MATERIAL EXTRAÍDO
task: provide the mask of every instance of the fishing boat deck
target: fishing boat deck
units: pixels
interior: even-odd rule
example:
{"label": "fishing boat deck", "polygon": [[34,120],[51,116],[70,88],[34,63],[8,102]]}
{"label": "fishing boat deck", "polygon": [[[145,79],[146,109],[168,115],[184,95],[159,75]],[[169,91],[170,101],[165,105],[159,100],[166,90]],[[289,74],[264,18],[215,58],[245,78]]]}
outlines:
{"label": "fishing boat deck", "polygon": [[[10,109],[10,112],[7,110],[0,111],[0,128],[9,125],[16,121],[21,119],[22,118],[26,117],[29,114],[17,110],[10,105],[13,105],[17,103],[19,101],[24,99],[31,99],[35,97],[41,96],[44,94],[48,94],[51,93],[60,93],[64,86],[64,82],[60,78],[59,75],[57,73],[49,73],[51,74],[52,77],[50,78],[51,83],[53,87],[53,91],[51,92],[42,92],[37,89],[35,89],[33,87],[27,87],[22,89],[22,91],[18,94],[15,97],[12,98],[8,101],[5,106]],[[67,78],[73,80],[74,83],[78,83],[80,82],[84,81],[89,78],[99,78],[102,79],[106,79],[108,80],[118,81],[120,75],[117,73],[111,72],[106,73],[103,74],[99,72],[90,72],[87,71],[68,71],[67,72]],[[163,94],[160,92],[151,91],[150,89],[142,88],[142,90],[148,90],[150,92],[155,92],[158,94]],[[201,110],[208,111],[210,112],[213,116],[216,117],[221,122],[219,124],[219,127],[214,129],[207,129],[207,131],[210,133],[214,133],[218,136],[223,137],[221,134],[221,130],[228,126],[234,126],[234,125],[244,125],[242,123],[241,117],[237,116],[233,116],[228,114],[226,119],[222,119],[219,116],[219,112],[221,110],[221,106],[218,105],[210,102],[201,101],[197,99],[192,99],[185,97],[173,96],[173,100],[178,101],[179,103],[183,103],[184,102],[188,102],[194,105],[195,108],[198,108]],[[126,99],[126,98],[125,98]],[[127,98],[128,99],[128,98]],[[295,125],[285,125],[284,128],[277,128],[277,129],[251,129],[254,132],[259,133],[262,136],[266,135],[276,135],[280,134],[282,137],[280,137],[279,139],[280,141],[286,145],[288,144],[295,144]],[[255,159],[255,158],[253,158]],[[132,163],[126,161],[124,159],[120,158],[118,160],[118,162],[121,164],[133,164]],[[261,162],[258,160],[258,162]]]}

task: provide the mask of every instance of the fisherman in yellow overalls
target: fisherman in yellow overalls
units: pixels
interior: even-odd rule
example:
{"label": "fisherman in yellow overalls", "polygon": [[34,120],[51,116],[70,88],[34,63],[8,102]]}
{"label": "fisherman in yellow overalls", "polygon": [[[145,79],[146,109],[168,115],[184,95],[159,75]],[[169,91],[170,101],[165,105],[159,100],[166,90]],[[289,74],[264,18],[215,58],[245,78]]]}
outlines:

SEU OBJETIVO
Selecione, nos dados acima, cada linha em que aparece a palavra "target" e copie-a.

RESPOSTA ESCRITA
target: fishing boat deck
target: fisherman in yellow overalls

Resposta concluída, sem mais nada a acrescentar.